Object pointing dataset rows
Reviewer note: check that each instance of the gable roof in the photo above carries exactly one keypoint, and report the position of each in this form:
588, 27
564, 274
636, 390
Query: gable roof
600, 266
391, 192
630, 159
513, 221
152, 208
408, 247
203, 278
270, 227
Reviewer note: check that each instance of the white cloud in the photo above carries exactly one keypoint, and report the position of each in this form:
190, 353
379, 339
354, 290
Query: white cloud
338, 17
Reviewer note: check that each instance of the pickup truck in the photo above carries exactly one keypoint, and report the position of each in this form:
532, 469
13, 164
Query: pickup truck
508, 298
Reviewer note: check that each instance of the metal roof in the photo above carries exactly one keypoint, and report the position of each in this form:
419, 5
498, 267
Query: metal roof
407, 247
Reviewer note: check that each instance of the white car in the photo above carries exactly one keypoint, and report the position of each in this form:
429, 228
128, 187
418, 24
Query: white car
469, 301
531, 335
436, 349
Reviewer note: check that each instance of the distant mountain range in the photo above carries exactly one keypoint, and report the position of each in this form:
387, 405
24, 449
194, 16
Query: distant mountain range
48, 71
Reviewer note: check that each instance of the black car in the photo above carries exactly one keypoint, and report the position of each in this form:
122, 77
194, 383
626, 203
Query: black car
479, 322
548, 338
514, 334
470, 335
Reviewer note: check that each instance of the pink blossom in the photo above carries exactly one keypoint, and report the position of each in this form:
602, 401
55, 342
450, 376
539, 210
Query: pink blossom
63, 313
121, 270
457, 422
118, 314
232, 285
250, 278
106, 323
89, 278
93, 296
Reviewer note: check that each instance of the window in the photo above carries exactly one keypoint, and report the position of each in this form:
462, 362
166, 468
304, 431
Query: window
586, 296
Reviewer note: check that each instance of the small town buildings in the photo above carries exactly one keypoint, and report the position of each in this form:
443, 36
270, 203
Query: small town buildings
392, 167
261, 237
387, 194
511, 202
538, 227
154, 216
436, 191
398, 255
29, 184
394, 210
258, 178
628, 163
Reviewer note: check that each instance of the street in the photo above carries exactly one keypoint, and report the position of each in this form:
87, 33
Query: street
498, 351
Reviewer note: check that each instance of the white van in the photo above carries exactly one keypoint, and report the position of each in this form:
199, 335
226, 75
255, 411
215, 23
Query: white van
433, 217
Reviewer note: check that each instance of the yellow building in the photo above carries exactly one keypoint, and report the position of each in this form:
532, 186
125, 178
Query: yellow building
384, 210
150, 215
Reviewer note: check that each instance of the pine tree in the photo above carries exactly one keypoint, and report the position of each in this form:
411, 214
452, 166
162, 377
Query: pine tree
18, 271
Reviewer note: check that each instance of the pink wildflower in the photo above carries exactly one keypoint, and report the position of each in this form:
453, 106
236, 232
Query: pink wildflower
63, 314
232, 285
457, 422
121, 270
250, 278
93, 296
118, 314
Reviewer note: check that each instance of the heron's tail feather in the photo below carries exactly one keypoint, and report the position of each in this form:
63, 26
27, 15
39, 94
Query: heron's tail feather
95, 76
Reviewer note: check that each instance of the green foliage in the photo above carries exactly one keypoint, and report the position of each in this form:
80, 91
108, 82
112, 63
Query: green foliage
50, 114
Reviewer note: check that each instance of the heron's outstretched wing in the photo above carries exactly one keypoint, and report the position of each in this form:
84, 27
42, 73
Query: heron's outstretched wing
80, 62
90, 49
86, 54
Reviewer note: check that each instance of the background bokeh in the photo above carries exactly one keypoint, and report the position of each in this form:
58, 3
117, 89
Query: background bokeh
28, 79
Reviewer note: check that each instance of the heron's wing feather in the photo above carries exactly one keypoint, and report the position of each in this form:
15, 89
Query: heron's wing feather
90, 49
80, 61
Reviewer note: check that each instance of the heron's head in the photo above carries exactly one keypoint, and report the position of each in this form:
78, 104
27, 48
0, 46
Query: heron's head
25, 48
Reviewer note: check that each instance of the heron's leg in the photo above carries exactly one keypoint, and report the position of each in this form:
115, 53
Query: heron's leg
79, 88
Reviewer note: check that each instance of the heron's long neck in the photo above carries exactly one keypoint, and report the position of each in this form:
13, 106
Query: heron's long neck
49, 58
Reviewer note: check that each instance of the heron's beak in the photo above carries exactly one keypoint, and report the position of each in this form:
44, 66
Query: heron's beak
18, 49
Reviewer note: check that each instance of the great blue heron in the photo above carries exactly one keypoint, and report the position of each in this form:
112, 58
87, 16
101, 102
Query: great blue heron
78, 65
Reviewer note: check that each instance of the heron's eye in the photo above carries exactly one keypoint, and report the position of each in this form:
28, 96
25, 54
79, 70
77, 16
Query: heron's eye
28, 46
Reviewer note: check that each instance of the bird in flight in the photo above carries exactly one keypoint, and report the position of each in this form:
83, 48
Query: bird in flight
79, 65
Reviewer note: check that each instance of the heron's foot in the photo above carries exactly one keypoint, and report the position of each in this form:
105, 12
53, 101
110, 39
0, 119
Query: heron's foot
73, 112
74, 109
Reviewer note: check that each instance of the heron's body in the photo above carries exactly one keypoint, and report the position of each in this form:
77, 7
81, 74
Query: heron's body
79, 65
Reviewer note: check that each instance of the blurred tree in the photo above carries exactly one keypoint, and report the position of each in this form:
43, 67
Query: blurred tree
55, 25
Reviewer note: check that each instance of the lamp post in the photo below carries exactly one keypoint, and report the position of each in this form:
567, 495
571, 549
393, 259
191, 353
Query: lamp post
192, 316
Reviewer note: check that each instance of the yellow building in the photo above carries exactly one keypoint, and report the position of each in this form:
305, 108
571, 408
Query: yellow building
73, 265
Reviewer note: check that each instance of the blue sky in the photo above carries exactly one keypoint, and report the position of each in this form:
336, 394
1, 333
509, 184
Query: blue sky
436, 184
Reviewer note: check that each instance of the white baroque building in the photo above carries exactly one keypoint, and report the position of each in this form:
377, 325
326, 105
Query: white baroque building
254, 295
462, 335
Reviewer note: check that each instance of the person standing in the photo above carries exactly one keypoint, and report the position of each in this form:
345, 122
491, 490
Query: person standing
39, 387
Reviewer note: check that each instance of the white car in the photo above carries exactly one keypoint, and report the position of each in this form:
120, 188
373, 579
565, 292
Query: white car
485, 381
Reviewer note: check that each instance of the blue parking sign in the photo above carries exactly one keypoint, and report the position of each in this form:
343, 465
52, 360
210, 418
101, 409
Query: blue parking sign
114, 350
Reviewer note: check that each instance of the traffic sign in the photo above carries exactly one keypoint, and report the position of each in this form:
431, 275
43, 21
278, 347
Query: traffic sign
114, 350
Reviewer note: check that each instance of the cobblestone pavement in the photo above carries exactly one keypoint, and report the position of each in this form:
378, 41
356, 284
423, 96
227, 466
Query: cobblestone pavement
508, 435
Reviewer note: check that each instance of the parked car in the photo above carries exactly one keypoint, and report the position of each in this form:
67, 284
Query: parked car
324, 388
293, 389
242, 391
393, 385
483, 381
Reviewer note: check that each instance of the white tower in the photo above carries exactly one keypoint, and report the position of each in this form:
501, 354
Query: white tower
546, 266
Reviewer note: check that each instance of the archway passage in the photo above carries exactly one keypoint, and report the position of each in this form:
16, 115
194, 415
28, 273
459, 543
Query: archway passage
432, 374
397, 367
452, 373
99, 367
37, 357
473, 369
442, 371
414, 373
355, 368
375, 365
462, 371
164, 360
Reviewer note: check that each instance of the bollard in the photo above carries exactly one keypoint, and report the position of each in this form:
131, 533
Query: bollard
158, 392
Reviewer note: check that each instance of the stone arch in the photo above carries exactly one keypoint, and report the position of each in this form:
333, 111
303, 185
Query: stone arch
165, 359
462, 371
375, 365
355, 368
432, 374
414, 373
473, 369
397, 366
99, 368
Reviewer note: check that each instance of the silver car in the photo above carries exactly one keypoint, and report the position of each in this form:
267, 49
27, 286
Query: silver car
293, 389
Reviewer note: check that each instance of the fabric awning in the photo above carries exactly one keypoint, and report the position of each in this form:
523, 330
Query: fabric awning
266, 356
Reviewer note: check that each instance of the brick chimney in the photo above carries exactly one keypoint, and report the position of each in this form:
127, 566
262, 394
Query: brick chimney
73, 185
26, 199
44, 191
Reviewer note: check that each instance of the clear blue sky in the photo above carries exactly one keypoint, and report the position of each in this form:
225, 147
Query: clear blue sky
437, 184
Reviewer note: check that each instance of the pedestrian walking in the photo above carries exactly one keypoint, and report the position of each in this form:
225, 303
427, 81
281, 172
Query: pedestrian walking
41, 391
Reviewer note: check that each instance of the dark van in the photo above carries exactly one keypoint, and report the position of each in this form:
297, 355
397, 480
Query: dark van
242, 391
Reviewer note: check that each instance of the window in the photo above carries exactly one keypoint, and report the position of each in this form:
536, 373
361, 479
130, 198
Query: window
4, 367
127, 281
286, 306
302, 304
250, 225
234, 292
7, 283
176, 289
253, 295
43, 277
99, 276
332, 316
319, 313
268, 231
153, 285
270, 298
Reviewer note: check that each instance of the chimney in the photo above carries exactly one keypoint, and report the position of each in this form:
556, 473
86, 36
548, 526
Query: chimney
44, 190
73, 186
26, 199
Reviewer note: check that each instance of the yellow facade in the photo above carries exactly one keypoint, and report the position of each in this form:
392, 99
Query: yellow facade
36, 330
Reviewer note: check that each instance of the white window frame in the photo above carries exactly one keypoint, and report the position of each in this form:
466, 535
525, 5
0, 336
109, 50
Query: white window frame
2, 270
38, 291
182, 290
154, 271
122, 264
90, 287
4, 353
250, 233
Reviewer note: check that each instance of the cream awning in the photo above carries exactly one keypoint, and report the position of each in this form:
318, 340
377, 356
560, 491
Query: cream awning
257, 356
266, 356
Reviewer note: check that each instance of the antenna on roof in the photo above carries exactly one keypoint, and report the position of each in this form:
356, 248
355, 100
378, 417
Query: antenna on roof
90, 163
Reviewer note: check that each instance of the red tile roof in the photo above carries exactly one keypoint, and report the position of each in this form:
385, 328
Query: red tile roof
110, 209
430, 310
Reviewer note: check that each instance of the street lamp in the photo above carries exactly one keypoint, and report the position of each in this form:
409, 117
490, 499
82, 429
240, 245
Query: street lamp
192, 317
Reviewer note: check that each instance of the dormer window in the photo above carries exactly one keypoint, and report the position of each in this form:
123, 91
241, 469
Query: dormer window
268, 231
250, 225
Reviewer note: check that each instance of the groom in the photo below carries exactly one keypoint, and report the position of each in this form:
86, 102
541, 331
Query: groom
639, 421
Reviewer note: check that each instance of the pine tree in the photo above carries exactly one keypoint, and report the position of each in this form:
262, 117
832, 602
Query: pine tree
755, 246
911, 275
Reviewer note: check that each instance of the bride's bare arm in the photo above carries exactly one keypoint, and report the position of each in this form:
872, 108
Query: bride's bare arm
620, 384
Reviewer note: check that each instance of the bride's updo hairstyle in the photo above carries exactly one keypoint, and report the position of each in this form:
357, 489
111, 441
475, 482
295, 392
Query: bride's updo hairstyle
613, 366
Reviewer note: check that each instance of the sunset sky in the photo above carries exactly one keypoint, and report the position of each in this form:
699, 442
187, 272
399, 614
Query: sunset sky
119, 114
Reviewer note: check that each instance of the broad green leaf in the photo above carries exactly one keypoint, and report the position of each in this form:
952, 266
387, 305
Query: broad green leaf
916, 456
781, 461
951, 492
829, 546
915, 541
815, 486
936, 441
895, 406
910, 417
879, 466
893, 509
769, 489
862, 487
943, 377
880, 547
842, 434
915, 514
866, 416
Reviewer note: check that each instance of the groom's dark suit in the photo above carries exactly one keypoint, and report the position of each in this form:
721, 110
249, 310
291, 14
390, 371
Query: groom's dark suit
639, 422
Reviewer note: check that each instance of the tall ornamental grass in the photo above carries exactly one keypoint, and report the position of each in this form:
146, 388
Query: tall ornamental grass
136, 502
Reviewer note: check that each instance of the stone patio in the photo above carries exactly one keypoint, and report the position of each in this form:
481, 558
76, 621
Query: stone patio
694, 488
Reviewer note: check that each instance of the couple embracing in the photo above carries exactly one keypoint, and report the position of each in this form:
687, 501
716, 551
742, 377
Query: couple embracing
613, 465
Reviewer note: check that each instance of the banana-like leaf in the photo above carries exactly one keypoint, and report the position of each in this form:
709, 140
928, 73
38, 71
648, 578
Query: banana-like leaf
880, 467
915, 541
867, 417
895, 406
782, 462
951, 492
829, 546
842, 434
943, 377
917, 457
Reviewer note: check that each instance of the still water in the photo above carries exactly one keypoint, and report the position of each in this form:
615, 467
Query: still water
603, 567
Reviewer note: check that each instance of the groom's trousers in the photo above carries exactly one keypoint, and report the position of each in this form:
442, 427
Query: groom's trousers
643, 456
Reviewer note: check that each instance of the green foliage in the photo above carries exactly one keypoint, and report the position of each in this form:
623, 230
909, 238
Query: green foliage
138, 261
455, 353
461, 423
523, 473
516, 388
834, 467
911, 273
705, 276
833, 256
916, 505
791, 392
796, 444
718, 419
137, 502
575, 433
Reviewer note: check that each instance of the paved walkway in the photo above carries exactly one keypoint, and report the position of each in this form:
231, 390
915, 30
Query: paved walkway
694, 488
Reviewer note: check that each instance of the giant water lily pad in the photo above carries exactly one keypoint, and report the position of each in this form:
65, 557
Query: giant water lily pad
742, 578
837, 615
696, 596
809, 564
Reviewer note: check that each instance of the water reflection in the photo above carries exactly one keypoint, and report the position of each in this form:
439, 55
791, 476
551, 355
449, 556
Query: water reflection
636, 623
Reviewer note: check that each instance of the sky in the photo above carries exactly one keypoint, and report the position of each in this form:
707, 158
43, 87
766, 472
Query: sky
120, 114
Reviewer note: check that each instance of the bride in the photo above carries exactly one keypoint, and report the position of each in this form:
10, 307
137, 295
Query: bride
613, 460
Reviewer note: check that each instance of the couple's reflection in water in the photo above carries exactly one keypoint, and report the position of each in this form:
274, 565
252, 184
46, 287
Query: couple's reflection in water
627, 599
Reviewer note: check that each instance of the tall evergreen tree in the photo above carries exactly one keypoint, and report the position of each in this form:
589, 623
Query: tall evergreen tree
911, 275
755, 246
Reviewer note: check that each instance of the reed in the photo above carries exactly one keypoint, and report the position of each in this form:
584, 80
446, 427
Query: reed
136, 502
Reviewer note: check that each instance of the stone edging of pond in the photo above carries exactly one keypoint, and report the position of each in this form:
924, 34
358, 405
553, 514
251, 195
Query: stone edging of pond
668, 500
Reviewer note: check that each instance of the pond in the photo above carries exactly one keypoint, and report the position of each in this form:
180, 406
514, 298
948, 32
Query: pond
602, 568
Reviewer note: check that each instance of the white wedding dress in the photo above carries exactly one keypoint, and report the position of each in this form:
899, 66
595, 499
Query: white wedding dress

▶ Directive: The required output is the span of lines from the one containing "Reviewer note: check that each instance of the sky" to the last line, reproduced character for character.

▶ Task response:
Reviewer note: check that each instance of the sky in the photo above carries exactly one keypoint, and report the position of each in this form:
707, 158
43, 87
766, 472
Query: sky
120, 114
Reviewer note: check that each instance of the bride in the photo above carries exactly one keypoint, and report the position of each in this form:
10, 307
137, 295
Query: bride
613, 460
Reviewer note: check that each instance of the couple's reflection in water in the photo above carries exactly one keypoint, and report the position of each in this form:
274, 565
252, 184
46, 287
Query: couple's reflection in water
627, 599
Reviewer note: check that each instance of the tall evergreen tree in the photo above carries exactly one keypoint, and report the position of each in this form:
589, 623
Query: tall evergreen tree
911, 275
755, 246
Reviewer note: check that each instance of the reed in the photo above carries exactly one keypoint, and report the position of each in this form:
584, 80
446, 427
Query: reed
136, 502
Reviewer note: check that each instance of the stone edging of pond in the photo above carries exactly one keypoint, and report the position of each in this form:
924, 34
358, 405
553, 514
251, 195
Query: stone edging of pond
668, 500
Reviewer note: check that each instance of the pond in the photo above carries exactly one keypoint, and report the position of each in this form:
180, 406
514, 298
948, 32
Query: pond
602, 568
Reviewer note: check that each instance of the white wedding dress in the photo above carries exactly one keypoint, and report the position of each in this form:
899, 66
595, 499
Query: white wedding dress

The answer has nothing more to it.